_PROVIDED TEXT_.
****

Performance Highlights
Usiminas reported Q1 2026 net revenue of R$5.87 billion, down 5% quarter-on-quarter and 14% year-on-year, missing on the top line as steel sales volumes declined 7% to 1.0 million tonnes and iron ore volumes fell 21% to 1.9 million tonnes. Despite the revenue shortfall, Adjusted Consolidated EBITDA reached R$653 million — a 56% sequential improvement — lifting the EBITDA margin to 11.1% from 6.8% in Q4 2025, while net income surged 596% quarter-on-quarter to R$896 million, benefiting from R$101 million in net foreign exchange gains.
The single most important driver was the Steel Unit's pricing and mix improvement, with net revenue per tonne rising 4.9% sequentially as automotive segment sales expanded to 33% of domestic mix from 27.1% in Q4 2025, while COGS per tonne fell 1.8% aided by Brazilian real appreciation against the U.S. dollar; Steel Unit Adjusted EBITDA jumped 140% to R$544 million. The Mining Unit contributed R$111 million in Adjusted EBITDA, down from R$185 million in Q4 2025, as lower volumes and weaker realisations compressed margins to 14% from 19%.

****

_EXERCISE 1_.
Copy out the labeling records below word for word, keeping their line breaks, and leave the pictures out of your copy.

****

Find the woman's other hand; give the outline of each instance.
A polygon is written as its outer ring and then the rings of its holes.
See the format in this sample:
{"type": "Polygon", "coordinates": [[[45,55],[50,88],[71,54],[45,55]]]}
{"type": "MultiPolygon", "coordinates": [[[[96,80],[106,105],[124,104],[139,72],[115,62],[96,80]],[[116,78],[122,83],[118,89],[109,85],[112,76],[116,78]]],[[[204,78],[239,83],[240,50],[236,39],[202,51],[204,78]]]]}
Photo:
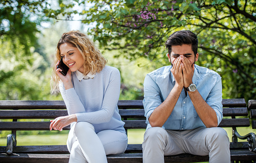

****

_EXERCISE 2_.
List every amount stated in Brazilian reais (marked R$) in the performance highlights.

_WRITTEN SOLUTION 1_.
Find the woman's other hand; give the outline of each instance.
A polygon is written as its outer ring and then the rings of its holes.
See the format in this sample:
{"type": "Polygon", "coordinates": [[[45,55],[50,88],[71,54],[45,55]]]}
{"type": "MultiPolygon", "coordinates": [[[[96,80],[106,105],[124,104],[139,72],[115,62],[96,80]],[[116,78],[122,83],[118,89],[109,85],[112,76],[116,78]]],[[[204,78],[239,83],[240,50],[236,39],[202,51],[204,78]]]]}
Photo:

_WRITTEN SOLUTION 2_.
R$5.87 billion
R$653 million
R$896 million
R$101 million
R$544 million
R$111 million
R$185 million